Labeled-object pointing entries:
^^^^
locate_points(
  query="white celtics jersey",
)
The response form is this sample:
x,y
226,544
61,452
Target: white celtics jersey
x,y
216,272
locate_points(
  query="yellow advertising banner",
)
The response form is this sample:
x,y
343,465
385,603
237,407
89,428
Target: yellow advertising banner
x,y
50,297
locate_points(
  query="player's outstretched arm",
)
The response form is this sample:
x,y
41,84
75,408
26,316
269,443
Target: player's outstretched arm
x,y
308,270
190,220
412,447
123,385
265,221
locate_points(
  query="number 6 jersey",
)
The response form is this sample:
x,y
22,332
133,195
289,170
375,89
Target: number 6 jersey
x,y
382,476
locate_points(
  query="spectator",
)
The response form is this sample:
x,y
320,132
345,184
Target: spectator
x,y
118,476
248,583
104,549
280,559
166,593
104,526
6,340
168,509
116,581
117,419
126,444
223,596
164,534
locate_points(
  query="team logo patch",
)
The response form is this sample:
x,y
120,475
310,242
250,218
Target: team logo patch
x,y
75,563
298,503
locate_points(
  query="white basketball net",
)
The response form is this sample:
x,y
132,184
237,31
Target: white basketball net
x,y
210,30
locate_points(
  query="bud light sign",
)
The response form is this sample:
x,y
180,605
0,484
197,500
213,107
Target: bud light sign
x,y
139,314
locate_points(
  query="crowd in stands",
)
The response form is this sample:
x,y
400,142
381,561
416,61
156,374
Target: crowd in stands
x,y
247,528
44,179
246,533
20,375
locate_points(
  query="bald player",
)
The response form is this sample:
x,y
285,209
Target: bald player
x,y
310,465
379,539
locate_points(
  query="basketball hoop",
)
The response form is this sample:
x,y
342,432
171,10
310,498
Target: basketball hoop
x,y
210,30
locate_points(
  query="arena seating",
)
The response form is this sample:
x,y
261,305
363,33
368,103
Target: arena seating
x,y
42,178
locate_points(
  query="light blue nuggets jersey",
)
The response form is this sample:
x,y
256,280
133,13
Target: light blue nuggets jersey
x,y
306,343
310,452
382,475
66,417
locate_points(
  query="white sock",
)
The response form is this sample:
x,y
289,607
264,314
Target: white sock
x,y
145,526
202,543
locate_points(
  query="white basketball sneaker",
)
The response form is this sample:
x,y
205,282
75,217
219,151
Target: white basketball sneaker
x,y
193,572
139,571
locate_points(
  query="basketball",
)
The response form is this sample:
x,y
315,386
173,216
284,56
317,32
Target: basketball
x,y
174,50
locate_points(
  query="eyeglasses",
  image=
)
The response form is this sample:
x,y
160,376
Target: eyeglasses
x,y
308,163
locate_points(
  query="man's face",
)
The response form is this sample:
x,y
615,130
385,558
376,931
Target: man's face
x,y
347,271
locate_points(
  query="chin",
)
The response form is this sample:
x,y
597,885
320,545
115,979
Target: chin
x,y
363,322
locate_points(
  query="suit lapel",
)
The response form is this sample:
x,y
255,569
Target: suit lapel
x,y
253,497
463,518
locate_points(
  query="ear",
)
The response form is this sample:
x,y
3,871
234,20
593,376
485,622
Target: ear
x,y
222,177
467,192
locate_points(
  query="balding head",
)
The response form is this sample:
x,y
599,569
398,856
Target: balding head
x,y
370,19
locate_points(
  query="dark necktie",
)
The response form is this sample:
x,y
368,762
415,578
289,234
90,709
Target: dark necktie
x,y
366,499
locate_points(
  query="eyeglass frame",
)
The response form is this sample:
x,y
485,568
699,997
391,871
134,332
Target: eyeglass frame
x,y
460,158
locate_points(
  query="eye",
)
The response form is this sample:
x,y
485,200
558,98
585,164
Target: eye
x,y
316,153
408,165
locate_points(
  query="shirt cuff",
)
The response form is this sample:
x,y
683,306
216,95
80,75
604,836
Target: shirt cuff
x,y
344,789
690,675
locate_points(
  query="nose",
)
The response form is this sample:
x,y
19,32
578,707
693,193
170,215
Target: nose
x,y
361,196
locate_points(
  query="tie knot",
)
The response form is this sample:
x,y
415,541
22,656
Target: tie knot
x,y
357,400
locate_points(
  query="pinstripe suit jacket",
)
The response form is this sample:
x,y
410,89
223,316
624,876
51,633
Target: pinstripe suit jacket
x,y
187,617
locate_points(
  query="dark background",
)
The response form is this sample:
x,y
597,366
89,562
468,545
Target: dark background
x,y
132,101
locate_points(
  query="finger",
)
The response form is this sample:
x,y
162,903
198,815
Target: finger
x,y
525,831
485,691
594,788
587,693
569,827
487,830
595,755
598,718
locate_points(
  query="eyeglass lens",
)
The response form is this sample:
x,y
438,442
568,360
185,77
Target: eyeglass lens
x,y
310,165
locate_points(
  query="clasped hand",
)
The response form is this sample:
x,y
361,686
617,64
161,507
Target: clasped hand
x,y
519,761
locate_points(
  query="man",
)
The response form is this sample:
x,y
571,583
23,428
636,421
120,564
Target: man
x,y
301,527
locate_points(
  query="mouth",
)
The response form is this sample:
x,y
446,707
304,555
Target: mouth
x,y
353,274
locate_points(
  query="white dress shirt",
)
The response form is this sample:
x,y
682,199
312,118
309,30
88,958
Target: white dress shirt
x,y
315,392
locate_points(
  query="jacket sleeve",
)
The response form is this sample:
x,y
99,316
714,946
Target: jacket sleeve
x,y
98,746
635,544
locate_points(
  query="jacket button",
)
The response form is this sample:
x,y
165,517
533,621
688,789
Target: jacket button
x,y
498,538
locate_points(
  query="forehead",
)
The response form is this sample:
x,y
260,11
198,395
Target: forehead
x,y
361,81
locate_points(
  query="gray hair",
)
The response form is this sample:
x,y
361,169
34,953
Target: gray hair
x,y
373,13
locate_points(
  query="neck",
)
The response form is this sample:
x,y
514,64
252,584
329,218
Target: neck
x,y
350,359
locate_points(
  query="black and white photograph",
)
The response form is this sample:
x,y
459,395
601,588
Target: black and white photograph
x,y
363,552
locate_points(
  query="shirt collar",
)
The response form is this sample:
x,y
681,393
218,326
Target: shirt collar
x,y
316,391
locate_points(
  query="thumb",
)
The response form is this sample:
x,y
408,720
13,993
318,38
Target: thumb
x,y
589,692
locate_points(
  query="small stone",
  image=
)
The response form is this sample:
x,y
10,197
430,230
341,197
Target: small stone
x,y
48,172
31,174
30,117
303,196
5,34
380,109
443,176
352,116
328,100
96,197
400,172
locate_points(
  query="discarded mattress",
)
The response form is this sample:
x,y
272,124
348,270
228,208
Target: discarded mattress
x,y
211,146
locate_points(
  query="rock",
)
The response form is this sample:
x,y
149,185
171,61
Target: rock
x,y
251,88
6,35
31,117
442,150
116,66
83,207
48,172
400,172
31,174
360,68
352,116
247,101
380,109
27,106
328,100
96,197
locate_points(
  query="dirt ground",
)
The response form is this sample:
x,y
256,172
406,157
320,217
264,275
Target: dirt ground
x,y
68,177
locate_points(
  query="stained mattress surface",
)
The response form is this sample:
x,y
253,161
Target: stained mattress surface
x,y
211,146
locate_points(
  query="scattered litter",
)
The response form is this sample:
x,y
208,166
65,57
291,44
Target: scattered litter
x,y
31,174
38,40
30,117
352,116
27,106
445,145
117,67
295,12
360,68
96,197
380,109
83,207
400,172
^^^^
Your task is to print all of the records exactly.

locate_points(
  query="white celtics jersey",
)
The response form is this sample:
x,y
226,544
61,452
Target: white celtics jersey
x,y
216,272
locate_points(
  query="yellow advertising banner",
)
The response form is this sample:
x,y
343,465
385,603
237,407
89,428
Target: yellow advertising banner
x,y
50,297
locate_points(
  query="player's outstretched arm",
)
The response form is this sample:
x,y
41,84
75,408
26,316
269,443
Target: player's outstretched arm
x,y
308,270
190,220
412,447
123,385
265,221
locate_points(
  query="number 6 jersey",
)
The response form is this sample:
x,y
22,332
133,195
289,170
375,89
Target: number 6 jersey
x,y
382,476
locate_points(
  query="spectator",
)
The response form is this sample:
x,y
320,132
345,184
Target: spectator
x,y
118,476
248,583
104,549
280,559
166,593
104,526
6,340
168,509
116,581
117,419
126,444
223,596
164,534
locate_points(
  query="team logo patch",
)
The response form is this sample:
x,y
120,475
310,242
250,218
Target: team logo patch
x,y
75,563
298,503
locate_points(
  query="white basketball net",
)
The response form is this sample:
x,y
132,184
237,31
Target: white basketball net
x,y
210,30
locate_points(
  query="bud light sign",
)
The response form is this sample:
x,y
180,605
0,484
197,500
213,107
Target: bud light sign
x,y
139,314
locate_points(
  query="crowd in stands",
)
The response form is this sample:
x,y
400,142
381,561
416,61
156,374
Target: crowd in stands
x,y
247,528
44,179
246,533
20,375
locate_points(
  query="bald player",
)
The response form is this sample:
x,y
285,209
Target: bald player
x,y
310,465
379,539
locate_points(
  query="basketball hoop",
)
The response form is this sample:
x,y
342,432
171,10
310,498
Target: basketball hoop
x,y
210,30
locate_points(
  query="arena seating",
)
The response form is this sample:
x,y
261,305
363,33
368,103
Target: arena seating
x,y
42,178
locate_points(
  query="light blue nuggets jersey",
)
The response form is this sample:
x,y
256,280
133,13
Target: light blue nuggets jersey
x,y
306,343
310,452
382,475
66,417
locate_points(
  query="white sock",
)
The response form is this sample:
x,y
289,607
264,314
Target: white sock
x,y
145,526
202,543
locate_points(
  query="white basketball sneaker",
)
The response form is this sample:
x,y
205,282
75,217
219,151
Target: white basketball sneaker
x,y
193,572
139,571
locate_points(
  query="basketball",
)
The response form is this sample:
x,y
315,386
173,216
284,56
317,32
Target: basketball
x,y
174,50
locate_points(
  query="eyeglasses",
  image=
)
The response form is this sample:
x,y
160,376
Target: eyeglasses
x,y
308,163
locate_points(
  query="man's face",
)
The response form is this sample:
x,y
615,130
385,558
376,931
Target: man's face
x,y
347,271
locate_points(
  query="chin",
)
The response form is this sample:
x,y
597,885
320,545
115,979
Target: chin
x,y
363,322
locate_points(
  query="suit lapel",
)
The response form is this sample:
x,y
255,569
Target: suit lapel
x,y
253,497
463,518
locate_points(
  query="ear",
)
The response form is this sample:
x,y
3,871
234,20
593,376
485,622
Target: ear
x,y
222,177
467,192
locate_points(
  query="balding head",
)
The response form is this sample:
x,y
599,569
398,856
Target: balding head
x,y
370,19
locate_points(
  query="dark necktie",
)
The response form is this sample:
x,y
368,762
415,578
289,234
90,709
Target: dark necktie
x,y
366,499
locate_points(
  query="eyeglass frame",
)
The response form is this sample:
x,y
485,568
699,997
391,871
134,332
Target: eyeglass frame
x,y
460,158
locate_points(
  query="eye",
)
The response form is this sample:
x,y
485,200
558,98
585,164
Target: eye
x,y
316,153
408,165
locate_points(
  query="shirt cuff",
)
The response form is this sample:
x,y
683,306
216,95
80,75
604,836
Target: shirt cuff
x,y
344,789
690,675
locate_points(
  query="nose",
)
The response form is this sample:
x,y
19,32
578,707
693,193
170,215
Target: nose
x,y
361,196
locate_points(
  query="tie knot",
)
The response form is this sample:
x,y
415,541
22,656
Target: tie knot
x,y
357,400
locate_points(
  query="pinstripe suit jacket",
)
The response form is this sample:
x,y
410,89
223,316
624,876
51,633
Target: pinstripe suit jacket
x,y
187,617
locate_points(
  query="dark background",
)
The response form is this sample:
x,y
597,366
89,562
468,545
Target: dark background
x,y
132,101
locate_points(
  query="finger",
)
The response form is this sample:
x,y
162,903
198,815
Target: finger
x,y
525,831
485,691
594,788
587,693
569,827
487,830
595,755
598,718
locate_points(
  query="eyeglass lens",
)
The response form is this sample:
x,y
438,442
568,360
185,77
Target: eyeglass lens
x,y
310,165
locate_points(
  query="clasped hand",
)
The response form is this sample:
x,y
361,686
617,64
161,507
Target: clasped hand
x,y
519,761
locate_points(
  query="man",
)
The response form is this sample:
x,y
571,583
23,428
636,421
120,564
Target: man
x,y
301,527
locate_points(
  query="mouth",
)
The response form is this sample:
x,y
446,707
304,555
Target: mouth
x,y
353,274
locate_points(
  query="white dress shirt",
)
The response form is this sample:
x,y
682,199
312,118
309,30
88,958
Target: white dress shirt
x,y
315,392
locate_points(
  query="jacket sleeve",
)
The response form is this sample:
x,y
99,316
714,946
Target: jacket sleeve
x,y
98,746
635,544
locate_points(
  query="jacket button",
)
The response form is this sample:
x,y
165,517
533,621
688,789
Target: jacket button
x,y
498,538
locate_points(
  query="forehead",
)
The response form is this sample:
x,y
260,11
198,395
Target: forehead
x,y
361,81
locate_points(
  query="gray hair",
)
The response form is this sample:
x,y
361,169
34,953
Target: gray hair
x,y
373,13
locate_points(
  query="neck",
)
The response form is this sample:
x,y
514,64
252,584
329,218
Target: neck
x,y
350,359
locate_points(
  query="black and white photograph",
)
The response form is this sample:
x,y
459,395
601,588
Target: black and white photograph
x,y
363,552
locate_points(
  query="shirt collar",
)
The response form is this sample:
x,y
681,393
218,326
Target: shirt collar
x,y
316,391
locate_points(
  query="thumb",
)
The response form is this sample:
x,y
408,720
13,993
318,38
Target: thumb
x,y
589,692
locate_points(
  query="small stone",
  image=
)
The response form is this sample:
x,y
10,197
430,230
341,197
Target: small stone
x,y
48,172
31,174
30,117
303,196
5,34
380,109
443,176
352,116
328,100
96,197
400,172
locate_points(
  query="discarded mattress",
)
The response form is this sample:
x,y
272,124
348,270
228,208
Target: discarded mattress
x,y
211,146
locate_points(
  query="rock",
)
The response form is this sample:
x,y
149,185
171,61
Target: rock
x,y
251,88
6,35
31,117
442,150
116,66
83,207
48,172
400,172
31,174
360,68
352,116
247,101
380,109
27,106
328,100
96,197
locate_points(
  query="dirt ground",
)
The response form is this sample:
x,y
256,172
406,157
320,217
264,275
Target: dirt ground
x,y
68,177
locate_points(
  query="stained mattress surface",
)
The response form is this sample:
x,y
253,161
Target: stained mattress surface
x,y
211,146
locate_points(
  query="scattered litter",
)
The response form is this sample:
x,y
208,166
65,57
291,44
Target: scattered litter
x,y
31,174
38,40
30,117
352,116
27,106
445,145
117,67
295,12
360,68
96,197
380,109
83,207
400,172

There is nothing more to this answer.